Aufgabenstellung — Entnehmen Sie dem Auszug zum Urteil des Arbeitsgerichts Nordhausen wortgetreu die Passage von „Diese Umstände –“ bis einschließlich „offenbar anders sah.“.

### Auszug

Diese Umstände – die Weiterarbeit nach Prüfungsabschluss, die spätere Arbeitsunfähigkeit und der Beginn eines neuen Arbeitsverhältnisses – bildeten den Hintergrund für die Auseinandersetzung um die noch offenen Gehaltsforderungen. Der Mann beanspruchte Lohn für den gesamten Zeitraum bis Ende Juni, während der Arbeitgeber dies offenbar anders sah.
Entscheidung des Arbeitsgerichts Nordhausen: Teilweise Zahlungspflicht des Arbeitgebers
Das Arbeitsgericht Nordhausen wog die Argumente ab und fällte eine differenzierte Entscheidung. Es gab der Klage des ehemaligen Praktikanten nur teilweise statt.
Gehalt für Anfang Mai zugesprochen
Das Gericht verurteilte den Arbeitgeber zur Zahlung von Vergütung für den Zeitraum vom 1. Mai bis zum 15. Mai 2024. Für diese anderthalb Monate tatsächlicher Arbeit nach der Prüfung sprach es dem Mann einen Betrag von 799,35 Euro brutto zu. Dieser Betrag entspricht rechnerisch der Hälfte des ursprünglichen monatlichen Praktikantengehalts von 1.652,00 Euro.
Zusätzlich muss der Arbeitgeber auf diesen Betrag Zinsen zahlen. Die Zinsen belaufen sich auf 5 Prozentpunkte über dem jeweiligen Basiszinssatz und sind seit dem 16. Juni 2024 fällig. Damit wurde der Lohnanspruch für die Zeit der tatsächlichen Arbeitsleistung im Mai anerkannt.
Weitere Gehaltsforderungen abgewiesen
Im Übrigen wurde die Klage jedoch abgewiesen. Das bedeutet, dass die Forderungen des Mannes bezüglich der Vergütung für den restlichen Zeitraum – insbesondere für die Zeit nach dem 15. Mai 2024 bis zum 30. Juni 2024 – nicht erfolgreich waren. Das Gericht sah offenbar keine Grundlage für Gehaltsansprüche während seiner Arbeitsunfähigkeit und nachdem er bereits eine neue Stelle angetreten hatte. Auch eventuelle Ansprüche für die Tage vom 9. April bis 30. April, die über das bereits gezahlte Gehalt hinausgingen (z.B. eine höhere Vergütung als qualifizierter Erzieher statt als Praktikant), wurden demnach nicht zugesprochen, da die Klage „im Übrigen“ abgewiesen wurde. Die genauen Gründe für die Abweisung der weitergehenden Forderungen gehen aus dem vorliegenden Urteilstext (Tatbestand und Tenor) nicht hervor.

######
### Angezeigte Daten

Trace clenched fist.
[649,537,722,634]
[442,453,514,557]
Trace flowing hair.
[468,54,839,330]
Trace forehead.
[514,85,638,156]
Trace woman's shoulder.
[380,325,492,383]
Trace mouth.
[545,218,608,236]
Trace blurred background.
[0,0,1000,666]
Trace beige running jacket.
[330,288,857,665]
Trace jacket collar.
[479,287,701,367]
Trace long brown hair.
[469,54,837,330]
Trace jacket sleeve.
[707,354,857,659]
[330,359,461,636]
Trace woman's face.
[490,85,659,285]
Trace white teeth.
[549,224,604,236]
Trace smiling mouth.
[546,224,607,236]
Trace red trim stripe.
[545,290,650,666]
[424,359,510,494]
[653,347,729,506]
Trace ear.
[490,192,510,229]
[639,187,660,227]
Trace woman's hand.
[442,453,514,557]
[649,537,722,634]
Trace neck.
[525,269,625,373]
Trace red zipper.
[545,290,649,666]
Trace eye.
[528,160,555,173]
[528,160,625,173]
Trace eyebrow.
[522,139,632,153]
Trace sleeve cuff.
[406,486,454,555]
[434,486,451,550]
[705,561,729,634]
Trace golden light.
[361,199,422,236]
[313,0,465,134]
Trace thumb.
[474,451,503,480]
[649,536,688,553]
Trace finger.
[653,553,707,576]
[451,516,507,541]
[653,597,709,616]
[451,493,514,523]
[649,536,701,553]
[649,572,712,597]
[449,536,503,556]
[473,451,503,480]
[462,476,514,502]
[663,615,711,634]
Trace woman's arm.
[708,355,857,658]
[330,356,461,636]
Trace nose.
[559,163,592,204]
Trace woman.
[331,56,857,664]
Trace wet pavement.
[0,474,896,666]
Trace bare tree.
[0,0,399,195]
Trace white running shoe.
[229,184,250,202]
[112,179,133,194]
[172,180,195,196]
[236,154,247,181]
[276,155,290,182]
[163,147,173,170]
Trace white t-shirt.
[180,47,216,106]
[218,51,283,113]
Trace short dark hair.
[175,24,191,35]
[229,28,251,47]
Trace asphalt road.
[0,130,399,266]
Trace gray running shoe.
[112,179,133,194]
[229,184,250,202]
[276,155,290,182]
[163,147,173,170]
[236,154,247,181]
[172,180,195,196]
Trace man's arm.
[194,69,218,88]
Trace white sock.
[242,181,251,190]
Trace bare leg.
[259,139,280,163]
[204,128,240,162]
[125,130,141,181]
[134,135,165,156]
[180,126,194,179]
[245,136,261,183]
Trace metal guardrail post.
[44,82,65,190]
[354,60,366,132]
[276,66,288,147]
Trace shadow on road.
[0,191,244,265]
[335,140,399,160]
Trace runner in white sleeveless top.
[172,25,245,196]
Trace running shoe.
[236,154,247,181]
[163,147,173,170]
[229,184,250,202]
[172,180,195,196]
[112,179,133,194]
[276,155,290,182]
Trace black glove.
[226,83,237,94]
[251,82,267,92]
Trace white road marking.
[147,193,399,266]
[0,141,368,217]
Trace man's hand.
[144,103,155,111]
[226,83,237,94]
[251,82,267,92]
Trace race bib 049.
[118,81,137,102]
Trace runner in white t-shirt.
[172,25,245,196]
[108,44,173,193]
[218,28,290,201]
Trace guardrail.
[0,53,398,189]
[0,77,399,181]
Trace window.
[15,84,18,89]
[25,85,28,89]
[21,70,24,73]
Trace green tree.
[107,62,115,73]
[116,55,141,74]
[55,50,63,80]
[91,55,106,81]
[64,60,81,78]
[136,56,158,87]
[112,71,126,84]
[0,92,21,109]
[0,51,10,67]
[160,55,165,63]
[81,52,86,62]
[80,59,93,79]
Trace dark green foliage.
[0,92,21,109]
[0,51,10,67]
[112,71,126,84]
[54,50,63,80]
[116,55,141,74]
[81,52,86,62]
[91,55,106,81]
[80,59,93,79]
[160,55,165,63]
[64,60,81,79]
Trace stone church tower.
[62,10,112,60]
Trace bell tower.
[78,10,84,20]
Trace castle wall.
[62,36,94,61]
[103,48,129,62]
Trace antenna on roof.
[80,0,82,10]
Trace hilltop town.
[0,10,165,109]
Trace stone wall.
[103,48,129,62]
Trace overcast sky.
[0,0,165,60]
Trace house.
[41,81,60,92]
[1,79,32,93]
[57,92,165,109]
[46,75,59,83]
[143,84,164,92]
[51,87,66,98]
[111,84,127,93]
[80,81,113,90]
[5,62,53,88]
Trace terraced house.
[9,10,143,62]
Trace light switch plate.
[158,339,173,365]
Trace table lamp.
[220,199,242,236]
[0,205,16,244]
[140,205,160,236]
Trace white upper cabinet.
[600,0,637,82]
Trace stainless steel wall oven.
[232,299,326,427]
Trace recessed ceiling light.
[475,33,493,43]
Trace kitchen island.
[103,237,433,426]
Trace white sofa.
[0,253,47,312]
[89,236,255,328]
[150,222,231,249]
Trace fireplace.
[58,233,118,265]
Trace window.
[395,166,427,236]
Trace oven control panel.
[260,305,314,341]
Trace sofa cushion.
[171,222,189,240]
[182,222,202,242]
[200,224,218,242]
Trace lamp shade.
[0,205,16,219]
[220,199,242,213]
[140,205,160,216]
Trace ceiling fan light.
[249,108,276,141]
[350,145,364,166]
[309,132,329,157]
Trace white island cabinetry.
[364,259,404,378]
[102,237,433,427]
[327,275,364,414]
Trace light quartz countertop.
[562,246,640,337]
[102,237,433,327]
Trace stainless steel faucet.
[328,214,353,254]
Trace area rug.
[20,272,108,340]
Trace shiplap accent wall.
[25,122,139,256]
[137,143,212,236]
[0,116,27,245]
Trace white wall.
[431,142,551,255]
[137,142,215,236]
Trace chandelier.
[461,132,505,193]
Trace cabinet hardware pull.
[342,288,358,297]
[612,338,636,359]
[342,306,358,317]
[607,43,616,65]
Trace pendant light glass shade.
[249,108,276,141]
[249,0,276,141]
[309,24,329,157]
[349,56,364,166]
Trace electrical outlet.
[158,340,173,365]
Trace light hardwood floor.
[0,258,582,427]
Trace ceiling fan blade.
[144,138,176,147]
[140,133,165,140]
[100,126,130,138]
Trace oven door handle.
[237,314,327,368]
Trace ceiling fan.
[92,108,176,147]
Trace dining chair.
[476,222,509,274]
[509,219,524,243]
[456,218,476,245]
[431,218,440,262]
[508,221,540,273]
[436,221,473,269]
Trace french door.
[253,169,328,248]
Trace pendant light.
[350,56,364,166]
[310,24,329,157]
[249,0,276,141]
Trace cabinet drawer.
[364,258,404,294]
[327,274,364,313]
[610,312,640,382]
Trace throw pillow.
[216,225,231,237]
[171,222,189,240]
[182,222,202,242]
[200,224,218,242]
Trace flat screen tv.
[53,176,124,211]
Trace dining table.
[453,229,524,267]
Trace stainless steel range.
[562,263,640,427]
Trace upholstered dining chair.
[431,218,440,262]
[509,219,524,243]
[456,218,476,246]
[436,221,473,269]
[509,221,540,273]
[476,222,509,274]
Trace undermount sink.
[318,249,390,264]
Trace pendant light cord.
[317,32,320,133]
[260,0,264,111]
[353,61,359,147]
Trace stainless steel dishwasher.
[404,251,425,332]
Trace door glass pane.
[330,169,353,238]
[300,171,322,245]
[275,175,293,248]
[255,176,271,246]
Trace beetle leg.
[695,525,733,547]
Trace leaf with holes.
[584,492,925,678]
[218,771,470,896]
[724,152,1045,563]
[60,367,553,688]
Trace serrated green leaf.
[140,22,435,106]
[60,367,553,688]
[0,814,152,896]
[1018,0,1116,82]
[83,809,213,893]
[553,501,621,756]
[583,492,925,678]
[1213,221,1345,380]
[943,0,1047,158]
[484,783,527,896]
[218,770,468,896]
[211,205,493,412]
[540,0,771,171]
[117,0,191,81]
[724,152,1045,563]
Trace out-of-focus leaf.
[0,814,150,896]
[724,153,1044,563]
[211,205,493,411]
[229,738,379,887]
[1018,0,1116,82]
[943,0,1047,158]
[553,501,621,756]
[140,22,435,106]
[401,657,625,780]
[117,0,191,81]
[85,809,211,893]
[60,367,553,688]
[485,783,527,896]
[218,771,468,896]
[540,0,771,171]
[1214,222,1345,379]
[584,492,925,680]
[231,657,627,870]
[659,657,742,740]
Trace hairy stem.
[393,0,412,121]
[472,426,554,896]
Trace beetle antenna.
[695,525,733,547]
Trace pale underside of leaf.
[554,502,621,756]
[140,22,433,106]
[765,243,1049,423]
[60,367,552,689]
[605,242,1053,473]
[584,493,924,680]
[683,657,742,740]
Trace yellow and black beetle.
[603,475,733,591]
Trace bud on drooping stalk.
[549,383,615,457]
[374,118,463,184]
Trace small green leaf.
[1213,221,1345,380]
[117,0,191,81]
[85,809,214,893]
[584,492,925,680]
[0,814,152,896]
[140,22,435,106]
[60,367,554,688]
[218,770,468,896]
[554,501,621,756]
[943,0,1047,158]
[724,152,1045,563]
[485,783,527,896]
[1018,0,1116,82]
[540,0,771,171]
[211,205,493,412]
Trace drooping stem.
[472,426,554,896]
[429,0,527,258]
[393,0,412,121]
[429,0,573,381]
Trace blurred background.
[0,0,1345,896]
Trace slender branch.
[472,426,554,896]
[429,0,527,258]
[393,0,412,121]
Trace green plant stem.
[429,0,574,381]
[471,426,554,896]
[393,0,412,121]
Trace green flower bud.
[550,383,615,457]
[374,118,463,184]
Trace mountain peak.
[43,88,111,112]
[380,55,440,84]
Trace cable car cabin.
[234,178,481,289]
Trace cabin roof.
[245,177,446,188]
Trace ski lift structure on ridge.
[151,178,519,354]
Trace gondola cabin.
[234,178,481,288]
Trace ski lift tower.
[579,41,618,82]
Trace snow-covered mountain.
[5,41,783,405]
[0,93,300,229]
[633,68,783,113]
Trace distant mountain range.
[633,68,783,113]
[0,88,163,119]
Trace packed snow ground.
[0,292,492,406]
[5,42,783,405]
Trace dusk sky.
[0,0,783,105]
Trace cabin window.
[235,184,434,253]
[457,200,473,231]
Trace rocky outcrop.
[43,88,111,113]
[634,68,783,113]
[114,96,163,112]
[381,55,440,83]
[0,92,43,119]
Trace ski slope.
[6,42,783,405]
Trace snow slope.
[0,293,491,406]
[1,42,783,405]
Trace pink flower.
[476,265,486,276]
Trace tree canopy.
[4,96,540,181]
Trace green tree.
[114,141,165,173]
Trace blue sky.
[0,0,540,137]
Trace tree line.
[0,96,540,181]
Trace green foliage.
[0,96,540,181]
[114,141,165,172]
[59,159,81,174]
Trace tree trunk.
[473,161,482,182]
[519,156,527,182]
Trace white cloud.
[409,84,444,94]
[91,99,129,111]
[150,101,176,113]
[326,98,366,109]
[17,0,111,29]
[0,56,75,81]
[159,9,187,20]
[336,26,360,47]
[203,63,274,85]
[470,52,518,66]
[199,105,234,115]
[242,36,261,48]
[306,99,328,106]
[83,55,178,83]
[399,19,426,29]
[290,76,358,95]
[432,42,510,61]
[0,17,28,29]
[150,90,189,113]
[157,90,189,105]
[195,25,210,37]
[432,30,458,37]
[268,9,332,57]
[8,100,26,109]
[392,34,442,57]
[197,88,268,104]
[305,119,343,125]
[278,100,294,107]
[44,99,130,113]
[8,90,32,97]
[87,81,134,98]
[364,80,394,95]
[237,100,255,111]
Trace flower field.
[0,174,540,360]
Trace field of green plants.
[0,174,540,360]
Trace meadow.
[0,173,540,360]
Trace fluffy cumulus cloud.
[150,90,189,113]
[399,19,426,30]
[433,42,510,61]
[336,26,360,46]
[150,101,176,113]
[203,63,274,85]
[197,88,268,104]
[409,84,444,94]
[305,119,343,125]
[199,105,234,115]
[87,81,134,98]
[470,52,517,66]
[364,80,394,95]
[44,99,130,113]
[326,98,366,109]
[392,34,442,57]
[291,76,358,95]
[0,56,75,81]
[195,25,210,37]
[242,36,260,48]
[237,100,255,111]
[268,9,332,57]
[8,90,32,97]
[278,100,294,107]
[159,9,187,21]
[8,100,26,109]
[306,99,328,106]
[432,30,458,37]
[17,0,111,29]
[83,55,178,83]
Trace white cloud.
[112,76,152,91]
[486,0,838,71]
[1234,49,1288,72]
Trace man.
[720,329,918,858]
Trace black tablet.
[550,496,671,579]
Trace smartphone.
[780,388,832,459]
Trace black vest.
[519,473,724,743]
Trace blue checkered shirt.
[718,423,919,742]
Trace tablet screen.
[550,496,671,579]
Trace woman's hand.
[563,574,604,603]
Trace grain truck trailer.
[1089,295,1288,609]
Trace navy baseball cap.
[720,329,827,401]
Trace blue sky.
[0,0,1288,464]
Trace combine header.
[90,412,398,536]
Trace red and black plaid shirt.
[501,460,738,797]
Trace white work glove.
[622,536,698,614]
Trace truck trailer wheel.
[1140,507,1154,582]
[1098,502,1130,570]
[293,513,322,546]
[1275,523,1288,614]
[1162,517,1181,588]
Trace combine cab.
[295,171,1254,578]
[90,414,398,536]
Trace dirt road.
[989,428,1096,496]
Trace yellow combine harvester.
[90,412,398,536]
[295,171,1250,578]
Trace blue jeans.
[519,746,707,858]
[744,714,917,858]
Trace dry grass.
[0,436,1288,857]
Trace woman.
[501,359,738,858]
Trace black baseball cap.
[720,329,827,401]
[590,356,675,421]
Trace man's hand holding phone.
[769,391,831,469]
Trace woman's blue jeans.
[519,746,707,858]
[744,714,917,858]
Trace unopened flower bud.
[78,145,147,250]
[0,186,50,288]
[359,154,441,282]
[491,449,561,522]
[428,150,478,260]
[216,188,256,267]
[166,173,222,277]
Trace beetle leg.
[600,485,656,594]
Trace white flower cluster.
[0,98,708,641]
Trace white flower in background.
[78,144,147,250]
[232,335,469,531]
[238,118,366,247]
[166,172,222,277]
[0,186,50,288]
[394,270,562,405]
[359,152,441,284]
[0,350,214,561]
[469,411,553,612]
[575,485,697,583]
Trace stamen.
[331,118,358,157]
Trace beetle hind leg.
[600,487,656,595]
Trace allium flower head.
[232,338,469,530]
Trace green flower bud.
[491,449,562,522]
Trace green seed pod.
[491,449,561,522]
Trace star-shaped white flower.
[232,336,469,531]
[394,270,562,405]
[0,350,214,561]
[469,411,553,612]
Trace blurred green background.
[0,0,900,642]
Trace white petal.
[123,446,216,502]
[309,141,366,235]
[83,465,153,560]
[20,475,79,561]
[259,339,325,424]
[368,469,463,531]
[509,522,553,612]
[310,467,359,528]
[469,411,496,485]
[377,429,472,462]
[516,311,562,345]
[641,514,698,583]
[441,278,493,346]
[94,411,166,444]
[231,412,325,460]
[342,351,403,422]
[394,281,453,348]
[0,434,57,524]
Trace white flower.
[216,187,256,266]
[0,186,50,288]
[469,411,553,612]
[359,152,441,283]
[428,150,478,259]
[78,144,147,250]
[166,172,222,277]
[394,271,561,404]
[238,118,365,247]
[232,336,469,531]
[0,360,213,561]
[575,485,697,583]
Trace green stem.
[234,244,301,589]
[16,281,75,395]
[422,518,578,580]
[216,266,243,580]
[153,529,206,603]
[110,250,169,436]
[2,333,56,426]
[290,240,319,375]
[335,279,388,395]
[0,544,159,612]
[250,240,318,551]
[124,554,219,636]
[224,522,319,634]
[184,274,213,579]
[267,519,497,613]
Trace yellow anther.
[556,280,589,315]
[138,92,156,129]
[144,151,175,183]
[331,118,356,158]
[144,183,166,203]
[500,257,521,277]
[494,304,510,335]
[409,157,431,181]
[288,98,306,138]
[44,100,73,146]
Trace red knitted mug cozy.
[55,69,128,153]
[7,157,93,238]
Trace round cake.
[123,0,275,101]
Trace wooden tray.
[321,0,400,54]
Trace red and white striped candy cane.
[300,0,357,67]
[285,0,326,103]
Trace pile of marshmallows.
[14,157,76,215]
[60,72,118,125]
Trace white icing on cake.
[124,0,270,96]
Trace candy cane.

######

Fertige Lösung —
Diese Umstände – die Weiterarbeit nach Prüfungsabschluss, die spätere Arbeitsunfähigkeit und der Beginn eines neuen Arbeitsverhältnisses – bildeten den Hintergrund für die Auseinandersetzung um die noch offenen Gehaltsforderungen. Der Mann beanspruchte Lohn für den gesamten Zeitraum bis Ende Juni, während der Arbeitgeber dies offenbar anders sah.